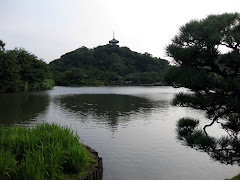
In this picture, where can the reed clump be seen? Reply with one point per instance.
(47, 151)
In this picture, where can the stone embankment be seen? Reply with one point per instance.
(96, 173)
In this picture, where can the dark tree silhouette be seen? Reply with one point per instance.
(207, 56)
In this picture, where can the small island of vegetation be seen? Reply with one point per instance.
(47, 151)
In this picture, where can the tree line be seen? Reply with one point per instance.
(20, 71)
(106, 65)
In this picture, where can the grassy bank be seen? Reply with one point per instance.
(47, 151)
(236, 177)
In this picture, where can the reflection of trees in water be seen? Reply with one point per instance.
(19, 108)
(108, 108)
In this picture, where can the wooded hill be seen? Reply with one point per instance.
(21, 70)
(106, 65)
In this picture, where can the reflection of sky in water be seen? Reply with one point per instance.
(132, 128)
(109, 109)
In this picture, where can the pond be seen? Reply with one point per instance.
(132, 128)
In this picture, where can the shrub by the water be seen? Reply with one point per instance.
(47, 151)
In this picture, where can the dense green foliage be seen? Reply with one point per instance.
(213, 76)
(105, 65)
(21, 70)
(44, 152)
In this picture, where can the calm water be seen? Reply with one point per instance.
(132, 128)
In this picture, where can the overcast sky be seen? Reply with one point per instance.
(51, 28)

TASK INSTRUCTIONS: Pictures are not part of the copy; reproduce everything else in the records exactly.

EXERCISE OUTPUT:
In this picture, where can the reed clump be seen? Reply with one point per instance.
(47, 151)
In this picture, where can the stone embankment be seen? Reply with one point per instance.
(96, 173)
In this picture, where can the dark tree silhouette be seen? Reply with one point per instance.
(207, 56)
In this picture, where can the small island of vegetation be seen? Reply with one point per instance.
(47, 151)
In this picture, where can the tree line be seen? Reply with one point per instance.
(20, 71)
(106, 65)
In this picture, where can the grassy bank be seen? Reply with one point per instance.
(47, 151)
(236, 177)
In this picture, where can the reflection of trees in water be seen? Reply with one point per instance.
(19, 108)
(108, 108)
In this picture, where can the wooded hill be seen? Reply with one point per instance.
(21, 70)
(106, 65)
In this picture, where can the reflection of sky in water be seen? Reply with one point per instance.
(132, 128)
(109, 109)
In this picture, where can the pond be seen? Reply with one point per instance.
(132, 128)
In this picture, where can the shrub by the water be seen? Reply with one point per instance.
(47, 151)
In this picture, where can the dense green foliage be seen? Reply with one point per instance.
(213, 76)
(105, 65)
(21, 70)
(44, 152)
In this picture, where can the calm water be seen? Reply with one point per instance.
(132, 128)
In this picture, where can the overcast sky be seen? Reply with one point per instance.
(51, 28)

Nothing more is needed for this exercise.